_INPUT FOR THIS TASK:_
▼▼▼
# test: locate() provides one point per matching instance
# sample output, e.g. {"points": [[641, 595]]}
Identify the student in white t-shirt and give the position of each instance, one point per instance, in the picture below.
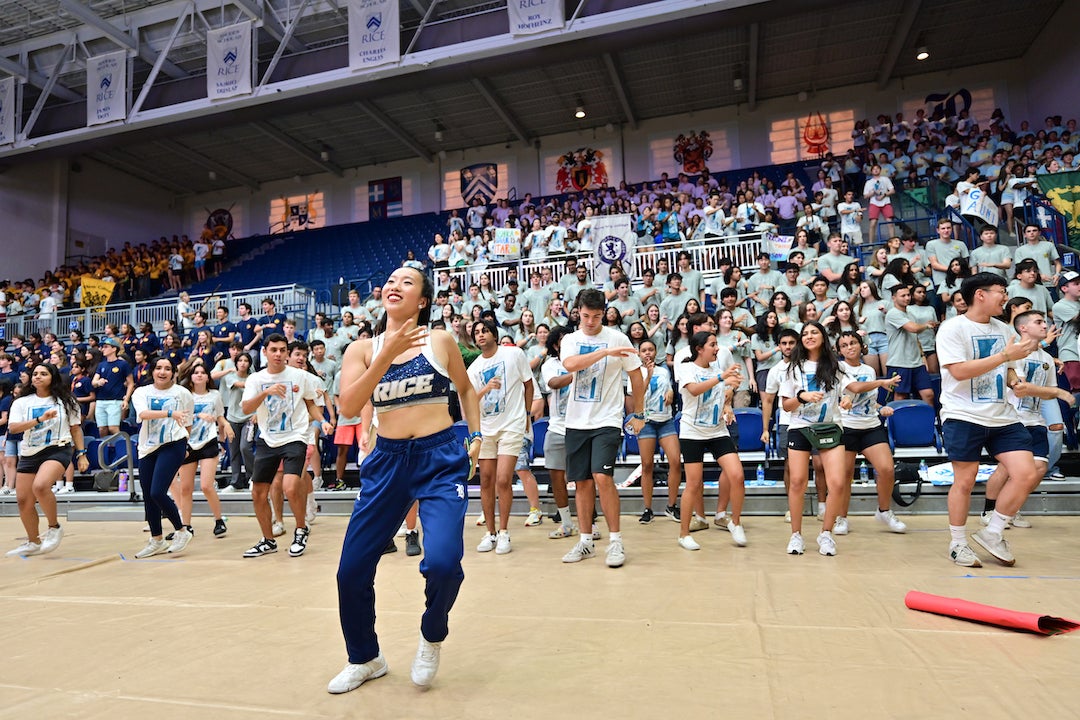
{"points": [[164, 408], [503, 383], [49, 420], [283, 401], [597, 356]]}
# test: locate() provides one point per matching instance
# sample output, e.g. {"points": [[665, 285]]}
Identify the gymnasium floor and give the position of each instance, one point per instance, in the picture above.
{"points": [[748, 633]]}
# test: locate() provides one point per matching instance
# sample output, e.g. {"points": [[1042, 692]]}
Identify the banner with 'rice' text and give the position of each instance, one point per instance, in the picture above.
{"points": [[532, 16], [374, 34], [106, 87], [7, 111], [229, 62]]}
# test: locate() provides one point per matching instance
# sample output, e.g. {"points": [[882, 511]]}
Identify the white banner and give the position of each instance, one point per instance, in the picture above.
{"points": [[531, 16], [613, 239], [7, 111], [107, 87], [229, 62], [979, 204], [374, 34]]}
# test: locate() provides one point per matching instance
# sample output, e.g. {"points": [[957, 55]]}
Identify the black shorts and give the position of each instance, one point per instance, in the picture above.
{"points": [[693, 451], [267, 460], [856, 440], [208, 451], [61, 453], [590, 451]]}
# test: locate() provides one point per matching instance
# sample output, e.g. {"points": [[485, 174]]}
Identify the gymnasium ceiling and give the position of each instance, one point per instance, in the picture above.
{"points": [[669, 63]]}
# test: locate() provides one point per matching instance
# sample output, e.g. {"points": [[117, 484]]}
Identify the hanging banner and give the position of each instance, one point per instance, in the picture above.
{"points": [[229, 62], [374, 34], [532, 16], [106, 87], [615, 241], [7, 110]]}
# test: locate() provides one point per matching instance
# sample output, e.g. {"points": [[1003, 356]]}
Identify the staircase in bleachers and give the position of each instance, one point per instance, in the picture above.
{"points": [[318, 258]]}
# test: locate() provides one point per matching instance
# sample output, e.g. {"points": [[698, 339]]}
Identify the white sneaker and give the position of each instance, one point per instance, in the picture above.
{"points": [[51, 540], [152, 547], [487, 544], [825, 543], [895, 525], [688, 543], [795, 545], [579, 553], [26, 549], [180, 540], [353, 676], [426, 663], [616, 556], [502, 543]]}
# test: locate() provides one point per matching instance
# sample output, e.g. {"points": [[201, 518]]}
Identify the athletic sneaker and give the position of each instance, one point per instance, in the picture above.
{"points": [[487, 544], [963, 556], [502, 543], [996, 545], [825, 543], [890, 519], [353, 676], [688, 543], [413, 543], [616, 556], [299, 542], [152, 547], [51, 540], [795, 545], [579, 553], [26, 549], [426, 663], [262, 547]]}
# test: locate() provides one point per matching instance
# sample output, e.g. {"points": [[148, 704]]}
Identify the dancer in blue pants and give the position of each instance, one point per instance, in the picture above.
{"points": [[405, 371]]}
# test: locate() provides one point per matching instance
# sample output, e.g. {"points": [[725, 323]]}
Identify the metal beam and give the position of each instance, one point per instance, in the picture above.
{"points": [[499, 108], [298, 148], [755, 49], [200, 159], [389, 125], [900, 34], [270, 24], [38, 80], [620, 90]]}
▲▲▲
_YOUR INSTRUCTIONS:_ Please render the material from its first line through the line containing "Identify the student", inclusive, as a Markdown table with the columns Row and Line, leaving out any blank lines.

_RESULT FOR THIS EXERCISE:_
| Row | Line |
|---|---|
| 1 | # test: locate() provides one point per matching instance |
| 2 | # sample output, e.g. {"points": [[641, 595]]} |
| 3 | Identify the student in white t-shirt and give the position of each instance, one point per instance, in the picture below. |